> _Work to be completed_: Reproduce every line of the entries below, character for character.

>> Begin Dataset extract

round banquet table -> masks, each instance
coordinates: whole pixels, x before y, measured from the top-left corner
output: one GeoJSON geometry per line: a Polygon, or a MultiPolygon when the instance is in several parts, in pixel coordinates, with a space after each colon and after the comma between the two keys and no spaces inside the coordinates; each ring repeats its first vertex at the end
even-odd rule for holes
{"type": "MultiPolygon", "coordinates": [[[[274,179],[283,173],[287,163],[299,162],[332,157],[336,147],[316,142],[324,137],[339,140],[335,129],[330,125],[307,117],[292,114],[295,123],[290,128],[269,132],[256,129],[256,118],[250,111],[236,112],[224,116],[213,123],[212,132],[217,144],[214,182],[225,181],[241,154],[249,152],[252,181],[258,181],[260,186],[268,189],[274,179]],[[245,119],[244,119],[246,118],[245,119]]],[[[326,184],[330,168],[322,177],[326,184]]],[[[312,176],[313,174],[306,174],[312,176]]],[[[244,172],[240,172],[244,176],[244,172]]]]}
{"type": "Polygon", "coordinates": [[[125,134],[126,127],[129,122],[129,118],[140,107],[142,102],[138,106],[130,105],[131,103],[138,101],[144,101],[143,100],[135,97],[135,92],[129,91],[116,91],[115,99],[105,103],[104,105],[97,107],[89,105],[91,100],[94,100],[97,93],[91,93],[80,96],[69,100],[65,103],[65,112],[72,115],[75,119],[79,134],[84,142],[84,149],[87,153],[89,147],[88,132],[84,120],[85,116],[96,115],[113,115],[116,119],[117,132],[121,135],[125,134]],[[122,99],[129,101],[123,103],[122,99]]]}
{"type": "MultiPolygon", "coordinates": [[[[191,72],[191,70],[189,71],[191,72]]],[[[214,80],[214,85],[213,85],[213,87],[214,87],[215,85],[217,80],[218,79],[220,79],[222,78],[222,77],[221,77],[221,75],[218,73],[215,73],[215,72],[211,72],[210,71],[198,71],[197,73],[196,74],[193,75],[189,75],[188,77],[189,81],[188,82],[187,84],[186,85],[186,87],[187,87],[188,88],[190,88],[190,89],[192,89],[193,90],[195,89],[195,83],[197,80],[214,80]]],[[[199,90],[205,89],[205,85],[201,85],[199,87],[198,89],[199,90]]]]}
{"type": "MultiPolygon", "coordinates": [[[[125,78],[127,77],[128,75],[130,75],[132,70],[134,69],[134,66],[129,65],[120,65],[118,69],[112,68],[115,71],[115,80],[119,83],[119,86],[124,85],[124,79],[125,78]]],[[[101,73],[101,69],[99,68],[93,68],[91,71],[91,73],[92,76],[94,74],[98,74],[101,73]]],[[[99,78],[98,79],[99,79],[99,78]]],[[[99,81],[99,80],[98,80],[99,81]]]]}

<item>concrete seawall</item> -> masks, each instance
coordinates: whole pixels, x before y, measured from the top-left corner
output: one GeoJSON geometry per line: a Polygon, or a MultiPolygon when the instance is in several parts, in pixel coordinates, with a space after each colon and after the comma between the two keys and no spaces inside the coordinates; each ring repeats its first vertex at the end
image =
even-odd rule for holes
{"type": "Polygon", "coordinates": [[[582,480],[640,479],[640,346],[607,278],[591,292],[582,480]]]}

>> End Dataset extract

> _Exercise result_:
round banquet table -> masks, each instance
coordinates: whole pixels, x before y, measured from the top-left corner
output: one GeoJSON geometry per line: a Polygon, or a MultiPolygon when the instance is in several parts, in pixel coordinates, with a space after each colon and after the comma between the two keys and no spaces inside the coordinates; each ring repeats its first vertex at the end
even-odd rule for holes
{"type": "MultiPolygon", "coordinates": [[[[274,179],[283,173],[287,163],[299,162],[332,157],[336,147],[316,142],[324,137],[339,140],[335,129],[330,125],[307,117],[292,114],[295,123],[290,128],[269,132],[256,129],[256,118],[250,111],[236,112],[224,116],[213,123],[212,132],[217,144],[214,182],[225,181],[241,154],[249,152],[252,181],[258,181],[260,186],[268,189],[274,179]],[[245,119],[244,119],[246,118],[245,119]]],[[[326,184],[330,168],[322,177],[326,184]]],[[[312,176],[313,174],[306,174],[312,176]]],[[[244,172],[240,172],[244,176],[244,172]]]]}
{"type": "Polygon", "coordinates": [[[125,134],[126,127],[129,122],[129,118],[140,107],[142,102],[138,106],[130,105],[131,103],[138,101],[144,101],[143,100],[135,97],[135,92],[129,91],[116,91],[115,99],[105,103],[104,105],[97,107],[89,105],[91,100],[94,100],[97,93],[91,93],[80,96],[69,100],[65,103],[65,112],[72,115],[75,119],[79,134],[84,142],[84,149],[87,153],[89,147],[88,132],[84,120],[85,116],[96,115],[113,115],[116,119],[117,132],[121,135],[125,134]],[[122,99],[129,101],[123,103],[122,99]]]}
{"type": "MultiPolygon", "coordinates": [[[[191,72],[191,70],[189,71],[191,72]]],[[[214,80],[214,85],[213,85],[213,87],[214,87],[215,85],[217,80],[218,79],[220,79],[222,78],[222,77],[221,77],[221,75],[218,73],[215,73],[215,72],[211,72],[210,71],[198,71],[197,73],[196,74],[193,75],[189,75],[188,77],[189,81],[188,82],[187,84],[186,85],[186,87],[187,87],[188,88],[190,88],[190,89],[192,89],[193,90],[195,89],[195,83],[197,80],[214,80]]],[[[199,90],[205,89],[205,85],[201,85],[199,87],[198,89],[199,90]]]]}
{"type": "MultiPolygon", "coordinates": [[[[125,78],[127,77],[128,75],[130,75],[132,70],[134,69],[134,66],[129,65],[120,65],[118,69],[112,68],[115,71],[115,80],[119,83],[119,86],[124,85],[124,79],[125,78]]],[[[101,73],[101,69],[99,68],[93,68],[91,71],[91,73],[92,76],[94,74],[98,74],[101,73]]],[[[99,78],[98,79],[99,79],[99,78]]],[[[99,81],[99,80],[98,80],[99,81]]]]}

<item>concrete seawall</item> -> masks, each instance
coordinates: whole pixels, x before y, measured from the top-left corner
output: one GeoJSON geometry per line: a Polygon, or a MultiPolygon when the instance is in several parts, in pixel coordinates, with a space after each colon and after the comma between the two keys and no spaces inside the coordinates; each ring repeats its first vertex at the end
image =
even-odd rule for holes
{"type": "Polygon", "coordinates": [[[582,480],[640,479],[640,346],[607,278],[591,292],[582,480]]]}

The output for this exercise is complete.